[ACTION ITEM] What you return should be the lines of the data containing "hillside", each in full.

[[ EXTRACTED RECORDS open ]]

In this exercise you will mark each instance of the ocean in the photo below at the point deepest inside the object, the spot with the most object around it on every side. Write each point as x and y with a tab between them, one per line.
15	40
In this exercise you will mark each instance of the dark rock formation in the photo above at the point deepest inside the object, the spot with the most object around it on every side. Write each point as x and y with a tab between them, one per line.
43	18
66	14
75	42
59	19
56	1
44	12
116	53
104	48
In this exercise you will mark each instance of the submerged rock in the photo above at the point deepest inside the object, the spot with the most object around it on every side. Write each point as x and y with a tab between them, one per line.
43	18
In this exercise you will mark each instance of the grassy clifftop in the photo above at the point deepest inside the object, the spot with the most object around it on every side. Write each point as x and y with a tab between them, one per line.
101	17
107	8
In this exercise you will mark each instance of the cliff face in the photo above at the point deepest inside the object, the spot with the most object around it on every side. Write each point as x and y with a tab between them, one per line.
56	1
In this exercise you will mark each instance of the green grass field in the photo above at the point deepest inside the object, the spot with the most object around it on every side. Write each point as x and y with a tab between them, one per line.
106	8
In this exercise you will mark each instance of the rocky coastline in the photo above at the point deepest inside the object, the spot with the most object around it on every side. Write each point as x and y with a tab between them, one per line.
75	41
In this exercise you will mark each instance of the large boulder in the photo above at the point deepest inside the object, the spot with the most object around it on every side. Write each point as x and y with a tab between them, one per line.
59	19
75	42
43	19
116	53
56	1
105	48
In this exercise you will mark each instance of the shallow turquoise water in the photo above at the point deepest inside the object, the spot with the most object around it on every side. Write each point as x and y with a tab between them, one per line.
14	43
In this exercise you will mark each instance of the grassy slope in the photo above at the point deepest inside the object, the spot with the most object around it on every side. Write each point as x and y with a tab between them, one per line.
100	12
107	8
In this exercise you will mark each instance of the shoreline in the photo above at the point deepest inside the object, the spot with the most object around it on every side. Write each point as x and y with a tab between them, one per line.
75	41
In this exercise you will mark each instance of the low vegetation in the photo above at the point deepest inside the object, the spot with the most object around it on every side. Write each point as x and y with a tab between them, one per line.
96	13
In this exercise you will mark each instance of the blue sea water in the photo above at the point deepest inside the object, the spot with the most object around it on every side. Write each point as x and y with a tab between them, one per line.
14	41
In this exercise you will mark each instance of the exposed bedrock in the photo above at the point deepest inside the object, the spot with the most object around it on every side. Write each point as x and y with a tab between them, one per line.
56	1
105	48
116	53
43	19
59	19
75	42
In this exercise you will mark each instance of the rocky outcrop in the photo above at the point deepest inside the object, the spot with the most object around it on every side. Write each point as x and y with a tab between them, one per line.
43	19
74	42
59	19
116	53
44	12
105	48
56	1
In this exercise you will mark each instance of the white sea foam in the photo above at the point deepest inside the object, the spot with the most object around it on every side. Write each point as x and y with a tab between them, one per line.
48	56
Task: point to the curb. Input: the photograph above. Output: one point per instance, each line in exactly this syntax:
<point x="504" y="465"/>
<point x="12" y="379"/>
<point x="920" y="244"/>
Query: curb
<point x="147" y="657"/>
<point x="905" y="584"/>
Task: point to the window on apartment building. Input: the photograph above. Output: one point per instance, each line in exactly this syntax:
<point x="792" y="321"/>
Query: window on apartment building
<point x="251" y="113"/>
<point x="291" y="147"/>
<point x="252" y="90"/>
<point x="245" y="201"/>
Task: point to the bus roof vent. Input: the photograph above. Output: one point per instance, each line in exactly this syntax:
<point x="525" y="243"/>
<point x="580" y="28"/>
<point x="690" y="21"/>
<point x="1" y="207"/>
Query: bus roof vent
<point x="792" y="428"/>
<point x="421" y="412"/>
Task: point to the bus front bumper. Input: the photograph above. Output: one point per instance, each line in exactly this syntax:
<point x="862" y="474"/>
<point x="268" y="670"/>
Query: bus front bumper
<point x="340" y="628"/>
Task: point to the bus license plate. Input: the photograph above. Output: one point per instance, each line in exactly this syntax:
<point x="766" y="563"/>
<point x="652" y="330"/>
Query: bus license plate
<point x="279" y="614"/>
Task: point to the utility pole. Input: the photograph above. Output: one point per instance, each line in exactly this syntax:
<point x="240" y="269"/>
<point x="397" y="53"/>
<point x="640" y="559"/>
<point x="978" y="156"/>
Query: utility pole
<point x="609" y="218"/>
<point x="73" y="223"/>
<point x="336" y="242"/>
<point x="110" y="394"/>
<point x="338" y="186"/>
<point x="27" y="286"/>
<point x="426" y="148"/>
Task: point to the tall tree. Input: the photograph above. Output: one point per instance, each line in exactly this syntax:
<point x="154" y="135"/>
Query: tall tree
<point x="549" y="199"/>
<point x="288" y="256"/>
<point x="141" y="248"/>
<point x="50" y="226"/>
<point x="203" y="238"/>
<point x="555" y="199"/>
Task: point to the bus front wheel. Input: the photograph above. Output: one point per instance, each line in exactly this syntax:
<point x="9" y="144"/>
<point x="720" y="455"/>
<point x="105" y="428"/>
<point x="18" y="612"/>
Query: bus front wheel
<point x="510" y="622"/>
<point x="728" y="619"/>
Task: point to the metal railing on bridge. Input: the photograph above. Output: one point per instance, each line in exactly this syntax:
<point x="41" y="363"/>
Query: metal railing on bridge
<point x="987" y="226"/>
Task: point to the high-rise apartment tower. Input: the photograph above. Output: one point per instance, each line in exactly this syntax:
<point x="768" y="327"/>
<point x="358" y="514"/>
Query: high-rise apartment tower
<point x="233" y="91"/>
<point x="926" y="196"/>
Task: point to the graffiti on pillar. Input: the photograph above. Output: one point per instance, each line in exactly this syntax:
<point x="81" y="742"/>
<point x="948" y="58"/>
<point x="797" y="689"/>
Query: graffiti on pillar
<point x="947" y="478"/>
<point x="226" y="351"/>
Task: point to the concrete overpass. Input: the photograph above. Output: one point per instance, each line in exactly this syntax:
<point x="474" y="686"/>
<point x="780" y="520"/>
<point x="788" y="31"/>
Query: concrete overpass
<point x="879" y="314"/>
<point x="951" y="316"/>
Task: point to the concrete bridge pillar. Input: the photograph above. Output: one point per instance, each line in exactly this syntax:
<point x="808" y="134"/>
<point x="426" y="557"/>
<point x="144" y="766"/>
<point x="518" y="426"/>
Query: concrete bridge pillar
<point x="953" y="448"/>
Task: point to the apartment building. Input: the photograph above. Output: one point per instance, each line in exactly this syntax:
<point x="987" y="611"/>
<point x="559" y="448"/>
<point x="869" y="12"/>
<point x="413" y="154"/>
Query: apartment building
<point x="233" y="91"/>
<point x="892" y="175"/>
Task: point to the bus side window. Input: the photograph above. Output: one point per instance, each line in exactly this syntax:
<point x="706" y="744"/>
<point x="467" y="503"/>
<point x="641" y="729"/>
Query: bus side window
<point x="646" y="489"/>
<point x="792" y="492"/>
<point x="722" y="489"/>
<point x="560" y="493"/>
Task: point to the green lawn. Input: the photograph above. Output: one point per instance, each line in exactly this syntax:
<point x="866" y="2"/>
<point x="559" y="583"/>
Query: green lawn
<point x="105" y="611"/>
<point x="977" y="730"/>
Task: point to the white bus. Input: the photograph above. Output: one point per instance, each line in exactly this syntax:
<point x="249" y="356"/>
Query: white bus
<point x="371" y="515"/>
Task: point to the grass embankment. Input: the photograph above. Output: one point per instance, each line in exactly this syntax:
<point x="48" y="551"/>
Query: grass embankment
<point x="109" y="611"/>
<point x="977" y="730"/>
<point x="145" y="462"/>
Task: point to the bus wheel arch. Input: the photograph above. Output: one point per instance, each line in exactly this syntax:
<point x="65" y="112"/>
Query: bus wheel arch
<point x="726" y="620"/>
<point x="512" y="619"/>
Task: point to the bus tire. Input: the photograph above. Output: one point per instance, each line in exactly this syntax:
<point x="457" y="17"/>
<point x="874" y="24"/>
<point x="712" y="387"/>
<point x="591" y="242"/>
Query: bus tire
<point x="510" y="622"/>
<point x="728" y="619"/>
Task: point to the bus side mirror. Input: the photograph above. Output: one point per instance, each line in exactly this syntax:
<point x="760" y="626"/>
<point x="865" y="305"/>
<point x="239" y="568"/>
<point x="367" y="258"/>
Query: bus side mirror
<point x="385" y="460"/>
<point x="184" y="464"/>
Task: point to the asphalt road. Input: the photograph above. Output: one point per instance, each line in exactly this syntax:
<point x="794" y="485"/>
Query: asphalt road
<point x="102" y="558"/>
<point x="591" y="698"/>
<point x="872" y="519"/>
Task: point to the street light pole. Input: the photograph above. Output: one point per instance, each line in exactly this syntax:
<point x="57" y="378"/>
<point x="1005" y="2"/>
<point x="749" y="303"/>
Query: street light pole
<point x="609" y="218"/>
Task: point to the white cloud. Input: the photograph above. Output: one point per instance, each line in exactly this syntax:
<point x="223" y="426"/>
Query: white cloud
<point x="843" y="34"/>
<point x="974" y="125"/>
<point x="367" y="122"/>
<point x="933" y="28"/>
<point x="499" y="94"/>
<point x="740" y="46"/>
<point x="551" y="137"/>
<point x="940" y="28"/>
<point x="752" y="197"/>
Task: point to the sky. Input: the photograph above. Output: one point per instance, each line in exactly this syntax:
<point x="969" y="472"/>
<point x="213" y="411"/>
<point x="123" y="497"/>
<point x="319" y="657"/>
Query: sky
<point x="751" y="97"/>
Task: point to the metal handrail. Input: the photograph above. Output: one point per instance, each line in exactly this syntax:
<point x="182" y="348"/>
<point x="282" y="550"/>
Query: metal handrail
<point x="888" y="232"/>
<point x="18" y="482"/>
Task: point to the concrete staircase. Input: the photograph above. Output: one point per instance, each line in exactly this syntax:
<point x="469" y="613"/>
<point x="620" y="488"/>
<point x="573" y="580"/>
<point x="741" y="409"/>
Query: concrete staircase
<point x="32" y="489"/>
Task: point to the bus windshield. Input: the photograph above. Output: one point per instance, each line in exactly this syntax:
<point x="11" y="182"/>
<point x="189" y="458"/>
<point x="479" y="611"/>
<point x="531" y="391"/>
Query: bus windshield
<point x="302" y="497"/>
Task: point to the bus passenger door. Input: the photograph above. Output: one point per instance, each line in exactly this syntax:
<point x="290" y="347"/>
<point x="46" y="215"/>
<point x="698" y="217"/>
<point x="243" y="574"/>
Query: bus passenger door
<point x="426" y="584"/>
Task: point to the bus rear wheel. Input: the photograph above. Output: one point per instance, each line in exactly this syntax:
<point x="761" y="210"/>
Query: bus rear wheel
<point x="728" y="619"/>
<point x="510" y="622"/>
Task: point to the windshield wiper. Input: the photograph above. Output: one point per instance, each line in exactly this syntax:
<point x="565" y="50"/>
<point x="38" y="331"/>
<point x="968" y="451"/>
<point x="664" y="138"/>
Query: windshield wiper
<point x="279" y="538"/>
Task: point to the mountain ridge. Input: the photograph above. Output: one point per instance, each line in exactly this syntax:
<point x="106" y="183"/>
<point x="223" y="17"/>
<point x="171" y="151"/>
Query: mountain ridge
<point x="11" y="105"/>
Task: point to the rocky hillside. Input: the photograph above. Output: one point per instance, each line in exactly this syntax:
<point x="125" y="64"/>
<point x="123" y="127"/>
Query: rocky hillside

[[ EXTRACTED RECORDS closed ]]

[WORKED SOLUTION]
Task: point to the rocky hillside. Input: the photograph above. Output: one point per instance, each line in exactly this syntax:
Query: rocky hillside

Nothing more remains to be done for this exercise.